▸ CONSIGNE:
Recopiez les lignes des données ci-dessous, de celle qui contient « Review task — the above image was flagged for missing coastal » jusqu'à la dernière ligne des données incluse, consignes comprises. Ajoutez 114 à chaque coordonnée des cadres dans les réponses.

▸ DONNÉES EXTRAITES:
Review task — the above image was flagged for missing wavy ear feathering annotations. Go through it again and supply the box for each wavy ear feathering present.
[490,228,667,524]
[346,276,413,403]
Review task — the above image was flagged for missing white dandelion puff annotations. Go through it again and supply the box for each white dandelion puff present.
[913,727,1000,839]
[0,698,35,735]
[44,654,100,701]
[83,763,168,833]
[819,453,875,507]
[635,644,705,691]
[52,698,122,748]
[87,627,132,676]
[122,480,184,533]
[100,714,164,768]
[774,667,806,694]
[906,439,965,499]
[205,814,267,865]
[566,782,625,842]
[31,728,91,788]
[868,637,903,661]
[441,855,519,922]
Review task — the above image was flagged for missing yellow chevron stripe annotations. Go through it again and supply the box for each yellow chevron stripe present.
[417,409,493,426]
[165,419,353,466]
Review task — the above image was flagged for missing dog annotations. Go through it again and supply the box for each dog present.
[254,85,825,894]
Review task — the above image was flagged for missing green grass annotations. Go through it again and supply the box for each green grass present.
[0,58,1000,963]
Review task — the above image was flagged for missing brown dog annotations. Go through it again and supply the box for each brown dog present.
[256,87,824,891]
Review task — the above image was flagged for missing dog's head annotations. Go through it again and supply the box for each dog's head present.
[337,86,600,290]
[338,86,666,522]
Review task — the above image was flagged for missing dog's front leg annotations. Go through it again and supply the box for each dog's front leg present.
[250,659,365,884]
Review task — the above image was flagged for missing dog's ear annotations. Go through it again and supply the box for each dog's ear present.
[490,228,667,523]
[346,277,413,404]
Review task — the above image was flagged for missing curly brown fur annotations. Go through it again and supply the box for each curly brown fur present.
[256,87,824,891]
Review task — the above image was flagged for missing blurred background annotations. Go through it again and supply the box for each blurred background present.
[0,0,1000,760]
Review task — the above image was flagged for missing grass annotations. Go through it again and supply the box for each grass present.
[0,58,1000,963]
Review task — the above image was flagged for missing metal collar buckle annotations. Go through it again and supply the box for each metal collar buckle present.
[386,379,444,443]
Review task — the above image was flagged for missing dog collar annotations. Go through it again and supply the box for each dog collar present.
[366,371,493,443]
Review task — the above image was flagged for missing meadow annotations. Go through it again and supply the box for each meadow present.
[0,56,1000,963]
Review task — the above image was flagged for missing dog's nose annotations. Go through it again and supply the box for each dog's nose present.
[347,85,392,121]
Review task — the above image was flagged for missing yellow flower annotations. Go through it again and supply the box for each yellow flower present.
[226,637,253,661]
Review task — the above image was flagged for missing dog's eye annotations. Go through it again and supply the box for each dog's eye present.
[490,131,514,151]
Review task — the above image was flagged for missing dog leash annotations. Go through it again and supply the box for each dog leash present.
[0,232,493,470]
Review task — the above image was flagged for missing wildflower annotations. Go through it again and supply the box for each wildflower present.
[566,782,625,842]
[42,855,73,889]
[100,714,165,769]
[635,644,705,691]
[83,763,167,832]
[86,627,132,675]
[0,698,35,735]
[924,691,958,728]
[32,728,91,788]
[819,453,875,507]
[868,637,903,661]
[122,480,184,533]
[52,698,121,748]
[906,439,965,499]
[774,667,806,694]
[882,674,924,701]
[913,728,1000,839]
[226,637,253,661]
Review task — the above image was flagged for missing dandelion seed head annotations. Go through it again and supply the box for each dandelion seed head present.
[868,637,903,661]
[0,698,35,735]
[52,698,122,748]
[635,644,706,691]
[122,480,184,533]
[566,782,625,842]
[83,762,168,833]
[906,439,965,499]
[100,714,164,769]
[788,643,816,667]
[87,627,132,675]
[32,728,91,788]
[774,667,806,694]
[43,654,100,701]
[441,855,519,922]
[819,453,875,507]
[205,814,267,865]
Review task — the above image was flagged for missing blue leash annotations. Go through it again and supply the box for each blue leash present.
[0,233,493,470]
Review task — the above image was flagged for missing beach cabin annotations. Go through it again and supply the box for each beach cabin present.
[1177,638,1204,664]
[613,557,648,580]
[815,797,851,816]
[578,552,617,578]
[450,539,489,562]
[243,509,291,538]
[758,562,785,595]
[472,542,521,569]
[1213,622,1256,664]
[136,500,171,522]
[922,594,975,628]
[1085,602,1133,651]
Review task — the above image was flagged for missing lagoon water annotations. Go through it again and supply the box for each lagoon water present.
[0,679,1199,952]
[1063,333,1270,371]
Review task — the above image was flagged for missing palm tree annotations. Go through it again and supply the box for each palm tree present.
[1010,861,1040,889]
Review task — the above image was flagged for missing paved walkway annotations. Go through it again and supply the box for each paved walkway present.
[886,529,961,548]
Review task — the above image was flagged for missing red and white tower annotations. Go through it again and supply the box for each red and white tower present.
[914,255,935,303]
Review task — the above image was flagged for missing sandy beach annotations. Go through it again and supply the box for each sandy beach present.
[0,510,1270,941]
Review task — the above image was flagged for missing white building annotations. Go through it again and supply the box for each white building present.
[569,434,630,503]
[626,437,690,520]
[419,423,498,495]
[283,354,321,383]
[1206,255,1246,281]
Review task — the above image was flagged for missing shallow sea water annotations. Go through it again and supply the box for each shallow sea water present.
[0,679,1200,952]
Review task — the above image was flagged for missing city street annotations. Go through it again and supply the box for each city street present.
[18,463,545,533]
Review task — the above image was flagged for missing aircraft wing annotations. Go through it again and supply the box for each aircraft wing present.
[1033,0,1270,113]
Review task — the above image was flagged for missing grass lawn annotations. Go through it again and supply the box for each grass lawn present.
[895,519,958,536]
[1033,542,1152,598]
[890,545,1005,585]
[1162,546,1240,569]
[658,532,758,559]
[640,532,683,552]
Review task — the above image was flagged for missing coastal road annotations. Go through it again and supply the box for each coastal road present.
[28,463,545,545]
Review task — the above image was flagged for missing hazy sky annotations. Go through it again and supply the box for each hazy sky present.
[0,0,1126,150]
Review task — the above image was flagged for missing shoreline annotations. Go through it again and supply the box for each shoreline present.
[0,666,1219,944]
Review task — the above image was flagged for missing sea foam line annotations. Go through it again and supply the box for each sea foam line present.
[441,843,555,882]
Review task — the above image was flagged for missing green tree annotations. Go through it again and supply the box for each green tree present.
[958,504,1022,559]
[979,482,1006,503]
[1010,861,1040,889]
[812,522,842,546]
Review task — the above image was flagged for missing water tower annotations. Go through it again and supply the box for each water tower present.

▸ RÉSULTAT:
Review task — the above image was flagged for missing coastal road annotations. Go through it again and supply the box for each coastal road present.
[142,577,659,659]
Review task — the above image was flagged for missing hazy sky annotations. Go through it again and supply the box for each hazy sky present.
[114,114,1240,264]
Review task — the above image was flagged for missing shoreline annotations. Go through it again and supply the box for each shoreline present.
[114,780,1333,1058]
Review task — the above image was flagged for missing sea foam line annotations. Go through it again and supply the box for each sea foam line present.
[555,957,669,996]
Review task — the above image was flagged for missing green tree annotations. Go through it again and supply the box for each green tree present.
[1072,618,1136,673]
[1093,596,1120,617]
[1124,975,1154,1003]
[926,636,956,660]
Review task — the above image was flagged for missing water tower annotations. Go through it again and supply the box for each water tower present.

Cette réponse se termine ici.